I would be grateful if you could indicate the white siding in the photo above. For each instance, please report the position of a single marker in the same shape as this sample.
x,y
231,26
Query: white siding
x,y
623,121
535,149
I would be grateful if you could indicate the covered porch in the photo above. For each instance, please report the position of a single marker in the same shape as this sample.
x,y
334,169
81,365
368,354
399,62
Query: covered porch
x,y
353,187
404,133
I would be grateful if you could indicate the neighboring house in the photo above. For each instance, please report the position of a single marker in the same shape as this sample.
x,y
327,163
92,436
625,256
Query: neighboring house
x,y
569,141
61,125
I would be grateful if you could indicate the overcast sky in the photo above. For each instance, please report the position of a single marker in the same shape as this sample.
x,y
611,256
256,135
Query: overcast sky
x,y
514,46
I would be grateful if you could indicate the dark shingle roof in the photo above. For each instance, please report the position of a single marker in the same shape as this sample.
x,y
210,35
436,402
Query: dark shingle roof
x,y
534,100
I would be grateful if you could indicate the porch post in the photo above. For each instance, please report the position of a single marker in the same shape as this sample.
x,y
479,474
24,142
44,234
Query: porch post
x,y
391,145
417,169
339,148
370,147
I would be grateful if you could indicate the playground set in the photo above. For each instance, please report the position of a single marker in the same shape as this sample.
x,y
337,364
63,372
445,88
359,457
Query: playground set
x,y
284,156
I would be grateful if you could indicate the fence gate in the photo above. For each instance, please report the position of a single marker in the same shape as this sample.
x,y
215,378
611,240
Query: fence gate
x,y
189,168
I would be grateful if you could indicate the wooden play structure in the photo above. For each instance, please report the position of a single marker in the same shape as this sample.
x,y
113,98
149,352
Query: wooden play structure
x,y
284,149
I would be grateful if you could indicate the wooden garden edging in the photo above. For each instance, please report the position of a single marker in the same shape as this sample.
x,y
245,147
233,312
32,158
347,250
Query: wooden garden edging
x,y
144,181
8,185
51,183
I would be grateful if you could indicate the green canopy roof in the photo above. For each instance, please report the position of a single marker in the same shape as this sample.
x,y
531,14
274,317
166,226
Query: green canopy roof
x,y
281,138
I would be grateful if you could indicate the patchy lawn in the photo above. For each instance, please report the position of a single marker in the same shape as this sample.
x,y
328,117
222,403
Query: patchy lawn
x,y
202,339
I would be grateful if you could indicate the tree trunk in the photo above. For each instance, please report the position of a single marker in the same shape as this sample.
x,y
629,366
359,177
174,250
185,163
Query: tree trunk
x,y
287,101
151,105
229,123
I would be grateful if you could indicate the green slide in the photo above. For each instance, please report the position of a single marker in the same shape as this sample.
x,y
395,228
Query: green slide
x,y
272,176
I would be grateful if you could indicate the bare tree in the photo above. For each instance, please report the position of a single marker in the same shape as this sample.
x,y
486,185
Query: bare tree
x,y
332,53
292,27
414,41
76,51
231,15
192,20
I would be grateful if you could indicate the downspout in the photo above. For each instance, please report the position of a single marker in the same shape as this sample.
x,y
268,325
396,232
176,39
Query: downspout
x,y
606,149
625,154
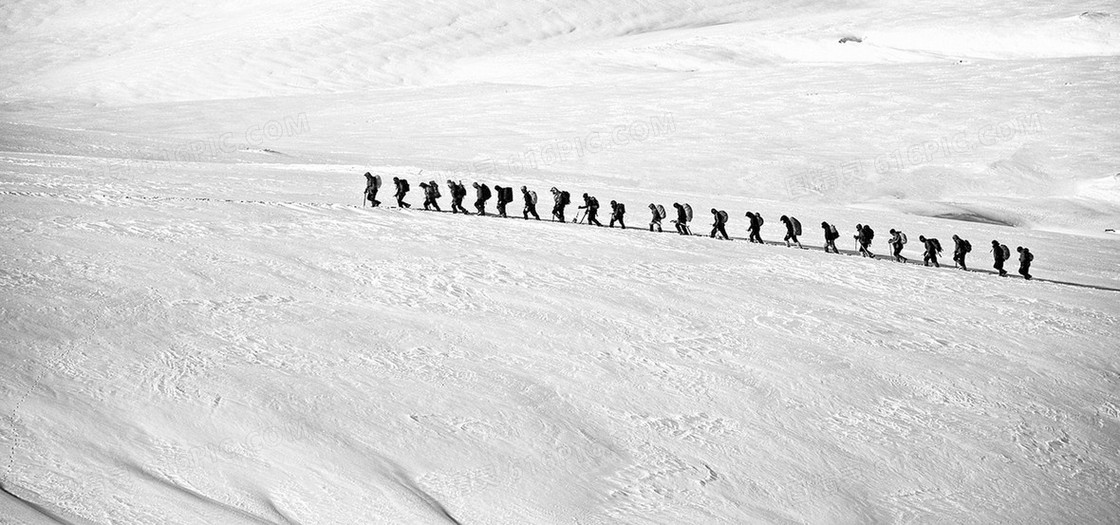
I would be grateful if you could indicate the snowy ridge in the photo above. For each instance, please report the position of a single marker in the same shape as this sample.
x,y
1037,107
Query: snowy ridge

·····

• [Short exercise] Render every line of the entries above as a Markdown table with the columns "Row" and "Text", skipping blank lines and leaving out the pictures.

• [Exercise result]
| Row | Text |
|---|---|
| 1 | I would be grateful if you could indicate the white siding in the photo above. For each instance, please report the position of a single marker in the same shape as this sample. |
| 2 | x,y |
| 3 | 231,26 |
| 4 | Query: white siding |
| 5 | x,y |
| 6 | 623,121 |
| 7 | 535,149 |
| 8 | I would be grateful if you could indicate the covered porch in the photo above. For each instance, please report the position of a single marker in the same shape as this sample. |
| 9 | x,y |
| 10 | 334,169 |
| 11 | 81,365 |
| 12 | 368,354 |
| 13 | 399,62 |
| 14 | Query: covered porch |
| 15 | x,y |
| 16 | 353,187 |
| 17 | 404,133 |
| 18 | I would be grateful if you could indicate the neighboring house in the photo above. For each instance, please report the position of a single marker in the same shape as this sample. |
| 19 | x,y |
| 20 | 327,163 |
| 21 | 92,436 |
| 22 | 625,256 |
| 23 | Query: neighboring house |
| 24 | x,y |
| 25 | 569,141 |
| 26 | 61,125 |
| 27 | I would be grateful if you could indicate the overcast sky in the photo above. For each instance, please report the position of a single marker in the same shape as this sample. |
| 28 | x,y |
| 29 | 611,256 |
| 30 | 256,135 |
| 31 | Query: overcast sky |
| 32 | x,y |
| 33 | 514,46 |
| 34 | I would be grateful if you could indicate the dark shingle roof in the photo above. For each instance, please report the position of a single marker in the same shape as this sample. |
| 35 | x,y |
| 36 | 210,35 |
| 37 | 436,402 |
| 38 | Query: dark shingle roof |
| 39 | x,y |
| 40 | 534,100 |
| 41 | I would be grateful if you could indicate the porch post in the photo above. For each instance, please report the position of a single marker in the same shape as this sample. |
| 42 | x,y |
| 43 | 479,474 |
| 44 | 24,142 |
| 45 | 44,234 |
| 46 | Query: porch post |
| 47 | x,y |
| 48 | 391,145 |
| 49 | 417,169 |
| 50 | 339,148 |
| 51 | 370,147 |
| 52 | I would be grateful if you could indicate the playground set in the photo above. For each instance, please report the position of a single marker in the same shape as this sample. |
| 53 | x,y |
| 54 | 337,364 |
| 55 | 63,372 |
| 56 | 445,88 |
| 57 | 359,457 |
| 58 | Query: playground set |
| 59 | x,y |
| 60 | 284,156 |
| 61 | I would be grateful if you could indicate the fence gate in the photo above. For each instance, please report the position of a single marker in the same shape as this sample. |
| 62 | x,y |
| 63 | 215,378 |
| 64 | 611,240 |
| 65 | Query: fence gate |
| 66 | x,y |
| 67 | 189,168 |
| 68 | I would be grateful if you could indicate the wooden play structure in the photo above. For each instance, please report the position of a single marker in the same shape as this sample. |
| 69 | x,y |
| 70 | 113,98 |
| 71 | 149,352 |
| 72 | Query: wooden play structure |
| 73 | x,y |
| 74 | 284,149 |
| 75 | I would be grateful if you could indicate the wooden garden edging in the photo above. For each instance, please report the position of a single marker in the same shape as this sample. |
| 76 | x,y |
| 77 | 245,147 |
| 78 | 233,312 |
| 79 | 32,158 |
| 80 | 347,250 |
| 81 | Query: wooden garden edging |
| 82 | x,y |
| 83 | 144,181 |
| 84 | 8,185 |
| 85 | 51,183 |
| 86 | I would be grateful if you could indicate the green canopy roof in the photo above. For each instance, please report the position of a single marker in the same shape as this sample. |
| 87 | x,y |
| 88 | 531,14 |
| 89 | 274,317 |
| 90 | 166,226 |
| 91 | Query: green canopy roof |
| 92 | x,y |
| 93 | 281,138 |
| 94 | I would be grateful if you could indicate the patchy lawn in the photo above. For each instance, please report the position of a single marker in the same shape as this sample. |
| 95 | x,y |
| 96 | 328,117 |
| 97 | 222,403 |
| 98 | Query: patchy lawn |
| 99 | x,y |
| 100 | 202,339 |
| 101 | I would be grateful if you could indicate the tree trunk in the photo above. For each instance, please report the position of a single marker in the same shape as this sample. |
| 102 | x,y |
| 103 | 629,366 |
| 104 | 359,177 |
| 105 | 174,250 |
| 106 | 185,163 |
| 107 | Query: tree trunk |
| 108 | x,y |
| 109 | 287,101 |
| 110 | 151,105 |
| 111 | 229,123 |
| 112 | I would be grateful if you could indicate the green slide in the photo above. For each instance, please report the position of a single marker in the same shape as this sample. |
| 113 | x,y |
| 114 | 395,228 |
| 115 | Query: green slide |
| 116 | x,y |
| 117 | 272,176 |
| 118 | I would be grateful if you could indicate the bare tree in the photo above. For each instance, please report the position of a single marker in the same shape as this sample. |
| 119 | x,y |
| 120 | 486,185 |
| 121 | Query: bare tree |
| 122 | x,y |
| 123 | 332,53 |
| 124 | 292,27 |
| 125 | 414,41 |
| 126 | 76,51 |
| 127 | 231,15 |
| 128 | 192,20 |
| 129 | I would be grateful if you could indicate the downspout in the photo above. For each instance, please report the position of a single marker in the same shape as this sample. |
| 130 | x,y |
| 131 | 268,325 |
| 132 | 396,232 |
| 133 | 176,39 |
| 134 | Query: downspout |
| 135 | x,y |
| 136 | 606,149 |
| 137 | 625,154 |
| 138 | I would be grateful if you could indicate the snowy ridge in the photo above. For each instance, please report the position of a single marker in the same shape as this sample. |
| 139 | x,y |
| 140 | 1037,107 |
| 141 | Query: snowy ridge |